Gather every line of the material below that contains the string "leafy", and copy each of those lines in full.

━━━━━ Supplied data ━━━━━

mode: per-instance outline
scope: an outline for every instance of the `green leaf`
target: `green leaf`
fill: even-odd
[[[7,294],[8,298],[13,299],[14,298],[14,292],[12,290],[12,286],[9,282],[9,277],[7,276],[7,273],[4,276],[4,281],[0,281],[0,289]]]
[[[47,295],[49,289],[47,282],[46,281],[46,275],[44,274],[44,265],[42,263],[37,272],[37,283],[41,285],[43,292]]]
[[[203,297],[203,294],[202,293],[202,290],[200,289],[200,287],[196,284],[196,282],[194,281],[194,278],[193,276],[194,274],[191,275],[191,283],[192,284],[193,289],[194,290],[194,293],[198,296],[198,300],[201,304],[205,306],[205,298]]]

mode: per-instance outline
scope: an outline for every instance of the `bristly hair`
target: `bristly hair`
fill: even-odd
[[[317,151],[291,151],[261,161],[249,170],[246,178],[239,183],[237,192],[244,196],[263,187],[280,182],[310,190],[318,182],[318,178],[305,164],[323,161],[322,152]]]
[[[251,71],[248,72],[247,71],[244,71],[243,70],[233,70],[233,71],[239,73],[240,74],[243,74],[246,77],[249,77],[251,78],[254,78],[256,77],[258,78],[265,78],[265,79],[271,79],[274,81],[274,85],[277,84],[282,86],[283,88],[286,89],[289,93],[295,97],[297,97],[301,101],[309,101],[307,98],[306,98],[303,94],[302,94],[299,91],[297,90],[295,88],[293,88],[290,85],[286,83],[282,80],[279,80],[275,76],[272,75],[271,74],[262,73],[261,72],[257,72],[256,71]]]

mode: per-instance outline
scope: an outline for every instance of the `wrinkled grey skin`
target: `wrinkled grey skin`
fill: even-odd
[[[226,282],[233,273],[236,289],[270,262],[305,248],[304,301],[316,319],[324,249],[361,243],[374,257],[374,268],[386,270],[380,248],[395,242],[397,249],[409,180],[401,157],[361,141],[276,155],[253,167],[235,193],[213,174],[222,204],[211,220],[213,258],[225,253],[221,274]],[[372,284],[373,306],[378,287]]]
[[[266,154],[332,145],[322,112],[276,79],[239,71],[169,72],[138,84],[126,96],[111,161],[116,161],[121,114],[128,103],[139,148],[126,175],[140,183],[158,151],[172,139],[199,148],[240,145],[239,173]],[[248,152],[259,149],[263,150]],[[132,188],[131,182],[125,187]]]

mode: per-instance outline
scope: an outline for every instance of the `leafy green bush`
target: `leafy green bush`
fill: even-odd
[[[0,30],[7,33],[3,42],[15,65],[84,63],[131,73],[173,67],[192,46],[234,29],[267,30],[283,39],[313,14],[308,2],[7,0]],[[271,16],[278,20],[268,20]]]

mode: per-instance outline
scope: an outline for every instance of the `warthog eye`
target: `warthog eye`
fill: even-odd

━━━━━

→ Output
scope: an outline for every instance of the `leafy green bush`
target: `leafy green bush`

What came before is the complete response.